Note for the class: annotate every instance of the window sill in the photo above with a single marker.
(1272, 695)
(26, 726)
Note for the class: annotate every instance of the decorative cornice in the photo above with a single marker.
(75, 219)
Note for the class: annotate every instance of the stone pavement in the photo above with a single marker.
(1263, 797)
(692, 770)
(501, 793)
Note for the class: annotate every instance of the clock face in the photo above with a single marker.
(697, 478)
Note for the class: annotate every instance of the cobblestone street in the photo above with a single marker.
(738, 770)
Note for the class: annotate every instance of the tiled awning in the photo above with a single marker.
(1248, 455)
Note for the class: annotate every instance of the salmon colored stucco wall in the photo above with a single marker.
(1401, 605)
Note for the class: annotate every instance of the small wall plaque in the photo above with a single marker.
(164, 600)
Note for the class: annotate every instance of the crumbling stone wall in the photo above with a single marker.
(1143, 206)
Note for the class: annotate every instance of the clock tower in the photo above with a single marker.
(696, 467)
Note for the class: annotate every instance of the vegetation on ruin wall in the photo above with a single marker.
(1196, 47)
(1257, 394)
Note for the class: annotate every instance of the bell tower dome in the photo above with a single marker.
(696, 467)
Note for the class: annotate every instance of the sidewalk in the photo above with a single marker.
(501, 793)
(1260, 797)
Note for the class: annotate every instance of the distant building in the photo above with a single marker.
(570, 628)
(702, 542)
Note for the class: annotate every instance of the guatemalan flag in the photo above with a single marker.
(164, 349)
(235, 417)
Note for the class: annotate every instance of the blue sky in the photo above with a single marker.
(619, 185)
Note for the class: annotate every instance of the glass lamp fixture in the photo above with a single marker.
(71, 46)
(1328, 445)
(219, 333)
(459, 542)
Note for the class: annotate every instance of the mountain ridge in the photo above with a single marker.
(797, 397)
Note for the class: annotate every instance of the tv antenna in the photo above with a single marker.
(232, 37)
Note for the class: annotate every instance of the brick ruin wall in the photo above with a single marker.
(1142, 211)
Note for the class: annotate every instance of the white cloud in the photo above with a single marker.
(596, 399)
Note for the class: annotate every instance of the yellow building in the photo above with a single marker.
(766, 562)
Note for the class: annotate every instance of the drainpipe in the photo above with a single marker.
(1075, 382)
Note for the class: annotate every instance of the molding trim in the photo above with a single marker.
=======
■ O QUE FAZER
Organize todas as linhas da listagem acima como uma lista JSON de strings, com uma string para cada linha e sem as linhas em branco.

■ SOLUÇÃO ABAIXO
[
  "Note for the class: annotate every instance of the window sill in the photo above with a single marker.",
  "(1272, 695)",
  "(26, 726)",
  "Note for the class: annotate every instance of the decorative cornice in the photo above with a single marker.",
  "(75, 219)",
  "Note for the class: annotate every instance of the stone pavement in the photo above with a single marker.",
  "(1263, 797)",
  "(692, 770)",
  "(501, 793)",
  "Note for the class: annotate every instance of the clock face in the photo above with a single marker.",
  "(697, 478)",
  "Note for the class: annotate every instance of the cobblestone street in the photo above with a single marker.",
  "(738, 770)",
  "Note for the class: annotate every instance of the tiled awning in the photo above with a single marker.",
  "(1248, 455)",
  "Note for the class: annotate every instance of the salmon colored stucco wall in the photo above with a single marker.",
  "(1401, 605)",
  "Note for the class: annotate every instance of the small wall plaque in the photo above with a single marker.",
  "(164, 600)",
  "Note for the class: annotate every instance of the crumbling stone wall in the photo above with a single marker.",
  "(1143, 206)",
  "Note for the class: annotate every instance of the clock tower in the photo above with a single marker.",
  "(696, 467)",
  "Note for the class: annotate every instance of the vegetation on ruin wall in the photo above with a single marker.",
  "(1196, 47)",
  "(1257, 394)",
  "Note for the class: annotate every instance of the bell tower dome in the photo above with a single marker.",
  "(696, 467)",
  "Note for the class: annotate every instance of the sidewalk in the photo above with a single marker.",
  "(501, 793)",
  "(1260, 797)",
  "Note for the class: annotate every instance of the distant building in the photo above with a single marker.",
  "(570, 628)",
  "(702, 542)",
  "Note for the class: annotate every instance of the guatemalan flag in the photo above with a single marker.",
  "(164, 349)",
  "(235, 417)",
  "Note for the class: annotate every instance of the blue sky in the photo above with a single marker.",
  "(619, 185)",
  "Note for the class: annotate every instance of the glass lamp fixture in the photo above with a single marker.",
  "(71, 46)",
  "(1328, 445)",
  "(219, 333)",
  "(459, 542)",
  "Note for the class: annotate every instance of the mountain ridge in the photo above with a single marker.",
  "(797, 397)",
  "Note for the class: annotate every instance of the tv antenna in the photo above with a single marker.",
  "(232, 37)",
  "Note for the class: annotate every instance of the brick ruin wall in the photo above with a single marker.",
  "(1142, 211)",
  "Note for the class: annotate every instance of the white cloud in the photo above with a single marker.",
  "(596, 399)",
  "Note for the class: annotate every instance of the yellow building in the photo above with a single marker.",
  "(766, 562)",
  "Note for the class: annotate every instance of the drainpipe in the photo above with a single marker.",
  "(1075, 382)",
  "Note for the class: annotate every instance of the molding trim in the photo above with a single marker."
]